━━ INPUT RECORDS

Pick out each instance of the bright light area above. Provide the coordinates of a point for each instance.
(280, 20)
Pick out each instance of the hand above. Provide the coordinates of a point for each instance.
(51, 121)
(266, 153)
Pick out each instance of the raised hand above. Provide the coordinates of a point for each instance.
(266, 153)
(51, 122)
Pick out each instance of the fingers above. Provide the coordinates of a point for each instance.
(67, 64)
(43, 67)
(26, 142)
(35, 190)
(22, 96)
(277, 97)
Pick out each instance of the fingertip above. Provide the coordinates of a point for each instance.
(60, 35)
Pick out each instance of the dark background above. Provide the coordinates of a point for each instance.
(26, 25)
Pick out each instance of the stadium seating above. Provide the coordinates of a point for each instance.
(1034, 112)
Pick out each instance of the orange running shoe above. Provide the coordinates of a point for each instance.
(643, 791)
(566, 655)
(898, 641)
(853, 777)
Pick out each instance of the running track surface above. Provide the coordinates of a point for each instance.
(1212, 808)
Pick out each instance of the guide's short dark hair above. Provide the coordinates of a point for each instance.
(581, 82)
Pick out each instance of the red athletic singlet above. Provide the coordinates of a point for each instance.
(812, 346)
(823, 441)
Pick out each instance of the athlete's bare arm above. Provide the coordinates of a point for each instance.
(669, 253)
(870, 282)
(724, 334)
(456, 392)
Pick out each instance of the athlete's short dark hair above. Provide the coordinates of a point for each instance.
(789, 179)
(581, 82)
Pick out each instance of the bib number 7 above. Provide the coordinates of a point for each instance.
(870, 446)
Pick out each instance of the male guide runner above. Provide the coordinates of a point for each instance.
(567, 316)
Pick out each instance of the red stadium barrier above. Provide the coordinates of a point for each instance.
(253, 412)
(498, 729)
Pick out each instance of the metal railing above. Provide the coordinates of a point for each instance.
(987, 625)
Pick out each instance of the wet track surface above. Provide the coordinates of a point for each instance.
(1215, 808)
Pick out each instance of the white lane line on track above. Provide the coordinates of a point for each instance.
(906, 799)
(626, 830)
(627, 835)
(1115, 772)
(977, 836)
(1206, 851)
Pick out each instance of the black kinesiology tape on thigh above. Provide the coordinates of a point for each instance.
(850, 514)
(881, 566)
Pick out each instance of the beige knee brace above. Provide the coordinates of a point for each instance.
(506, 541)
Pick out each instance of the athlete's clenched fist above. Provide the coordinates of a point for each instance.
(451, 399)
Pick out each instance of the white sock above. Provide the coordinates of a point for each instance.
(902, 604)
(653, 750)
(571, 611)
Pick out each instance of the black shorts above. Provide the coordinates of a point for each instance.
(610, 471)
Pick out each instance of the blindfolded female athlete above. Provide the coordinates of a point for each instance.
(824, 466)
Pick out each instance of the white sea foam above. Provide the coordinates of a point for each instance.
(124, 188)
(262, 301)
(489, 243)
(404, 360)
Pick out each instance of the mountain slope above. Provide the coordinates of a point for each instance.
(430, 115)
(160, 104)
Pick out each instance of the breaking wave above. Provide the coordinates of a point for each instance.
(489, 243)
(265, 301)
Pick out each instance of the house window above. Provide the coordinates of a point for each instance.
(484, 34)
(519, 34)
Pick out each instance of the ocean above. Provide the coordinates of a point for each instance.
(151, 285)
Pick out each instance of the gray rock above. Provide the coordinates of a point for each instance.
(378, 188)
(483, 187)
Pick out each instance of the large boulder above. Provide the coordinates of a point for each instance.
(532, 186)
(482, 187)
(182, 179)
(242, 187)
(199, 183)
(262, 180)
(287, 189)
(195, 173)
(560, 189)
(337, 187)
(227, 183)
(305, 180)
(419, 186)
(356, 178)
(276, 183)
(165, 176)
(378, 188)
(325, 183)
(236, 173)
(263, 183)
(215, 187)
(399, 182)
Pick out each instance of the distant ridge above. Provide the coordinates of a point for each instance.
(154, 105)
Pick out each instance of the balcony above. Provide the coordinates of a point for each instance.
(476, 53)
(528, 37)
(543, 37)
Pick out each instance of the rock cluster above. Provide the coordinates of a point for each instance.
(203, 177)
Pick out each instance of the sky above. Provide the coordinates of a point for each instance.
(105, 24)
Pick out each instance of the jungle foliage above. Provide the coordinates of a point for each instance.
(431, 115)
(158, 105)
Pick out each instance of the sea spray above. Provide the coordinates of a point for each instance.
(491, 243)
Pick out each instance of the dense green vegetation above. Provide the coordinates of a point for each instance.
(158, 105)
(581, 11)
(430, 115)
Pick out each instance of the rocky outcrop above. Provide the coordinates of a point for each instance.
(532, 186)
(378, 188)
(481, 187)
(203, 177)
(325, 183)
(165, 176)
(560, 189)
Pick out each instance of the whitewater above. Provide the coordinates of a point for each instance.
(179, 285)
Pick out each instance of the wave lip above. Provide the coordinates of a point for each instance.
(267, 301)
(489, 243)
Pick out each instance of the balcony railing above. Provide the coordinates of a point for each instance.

━━━━

_REQUEST_.
Rewrite all of the data above with every occurrence of "Pick out" changed to "Mark" and nothing else altered.

_FINISHED EXERCISE_.
Mark each instance of the bright light area above. Provide the coordinates of a point for each instance.
(280, 20)
Mark each instance of the hand above. Provide the coordinates of a point for each instance.
(51, 121)
(266, 153)
Mark each instance of the raised hand above. Provide the coordinates of a point for each instance.
(266, 153)
(51, 122)
Mark each instance of the fingers above. Provide the coordinates of a point for each instance.
(67, 64)
(43, 67)
(26, 142)
(35, 190)
(22, 96)
(277, 97)
Mark each instance of the fingertip above. Provide the coordinates of a point for each instance.
(60, 35)
Mark each instance of the dark background above. Provide the coordinates of a point for each instance.
(26, 25)
Mark each instance of the stadium seating above. Provide the coordinates of a point for each instance.
(1034, 112)
Mark each instance of the orange running shoe above. Provide the coordinates of a point for each instance.
(643, 791)
(566, 655)
(898, 641)
(853, 777)
Mark each instance of the running track surface above. Provide the coordinates of a point for each instance.
(1212, 808)
Mark each instance of the guide's short dark hair above. Provide the coordinates of a point for each instance.
(581, 82)
Mark each instance of the red athletic singlet above. Provide the coordinates of a point for each instance.
(812, 346)
(823, 441)
Mark each instance of the athlete's bare arm above. Provide the coordinates of a point for each instance.
(669, 253)
(870, 282)
(724, 334)
(456, 392)
Mark each instance of the athlete's short dark hair above. Provide the coordinates of a point for each instance.
(789, 179)
(581, 82)
Mark each instance of the bib number 7 above. Provide the coordinates of a point for each instance.
(870, 446)
Mark each instance of the male guide runner above. Provide the coordinates of a point for each instance.
(567, 316)
Mark each instance of the red stadium barrier above. Provide the coordinates of a point for each instance.
(253, 412)
(498, 729)
Mark each instance of the metal railing above. Provide the coordinates of a point for each instance.
(987, 625)
Mark each instance of the wet track surface above. Provide the coordinates of a point for each instance.
(1215, 808)
Mark each instance of the white lane line on track above. Provide the coordinates of a point for each instance.
(906, 799)
(626, 830)
(627, 835)
(1115, 772)
(977, 836)
(1206, 851)
Mark each instance of the black kinesiology tape on thigh above. Provide the coordinates of a point for each instance.
(850, 514)
(881, 566)
Mark each instance of the beige knee brace above. Provide the coordinates of a point for each instance.
(506, 541)
Mark each instance of the athlete's clenched fist above. Provide the coordinates of a point for each instance.
(451, 399)
Mark each instance of the white sock above. Provide the coordinates of a point for each instance.
(902, 604)
(653, 750)
(571, 611)
Mark each instance of the black shorts above. Provide the coordinates of a point for each instance.
(610, 471)
Mark each instance of the blindfolded female athlete above. Provide the coordinates of a point for each instance.
(824, 466)
Mark each instance of the white sea foam above. Provide the coordinates of a point for each instance.
(124, 188)
(262, 301)
(489, 243)
(404, 360)
Mark each instance of the mountain slope above. Provide the coordinates of a point for each instance.
(430, 115)
(160, 104)
Mark each instance of the breaking wave above. Provide the coordinates of a point for each instance.
(489, 243)
(265, 301)
Mark each instance of the house window above. Provide the coordinates of a point for each instance.
(484, 34)
(519, 34)
Mark each instance of the ocean above. Provide the coordinates of a point for each instance.
(151, 285)
Mark each instance of the gray rock above. Provide the coordinates of a point for each instance.
(378, 188)
(483, 187)
Mark each instance of the large boulder above. Provide the coordinates of a point for each instance.
(532, 186)
(482, 187)
(182, 179)
(242, 187)
(199, 183)
(262, 180)
(287, 189)
(195, 173)
(560, 189)
(337, 187)
(227, 183)
(305, 180)
(419, 186)
(356, 178)
(276, 183)
(165, 176)
(378, 188)
(325, 183)
(236, 173)
(263, 183)
(215, 187)
(399, 182)
Mark each instance of the distant ridge above. Provide the coordinates of a point for each instance.
(154, 105)
Mark each instance of the balcony above. Provide the coordinates of a point for each instance.
(476, 53)
(528, 37)
(543, 37)
Mark each instance of the rock cluster above. Provide the coordinates of a point for each instance.
(203, 177)
Mark each instance of the sky above. Provide the coordinates of a point for each instance.
(105, 24)
Mark each instance of the jungle foliage above. Provide the coordinates of a point for each instance.
(431, 115)
(158, 105)
Mark each instance of the sea spray above. Provide the coordinates of a point for each instance.
(491, 243)
Mark each instance of the dense green vegetation above. Provide the coordinates of a point for each instance.
(158, 105)
(581, 11)
(430, 115)
Mark each instance of the rocky outcrop above. Provide the coordinates of a point for each instance.
(532, 186)
(378, 188)
(481, 187)
(203, 177)
(325, 183)
(165, 176)
(560, 189)
Mark each instance of the whitewater above. Provide the coordinates of a point for each instance.
(179, 285)
Mark each instance of the wave lip above. Provide the coordinates of a point for each instance.
(267, 301)
(489, 243)
Mark each instance of the balcony railing above. Provide the coordinates of a point for each instance.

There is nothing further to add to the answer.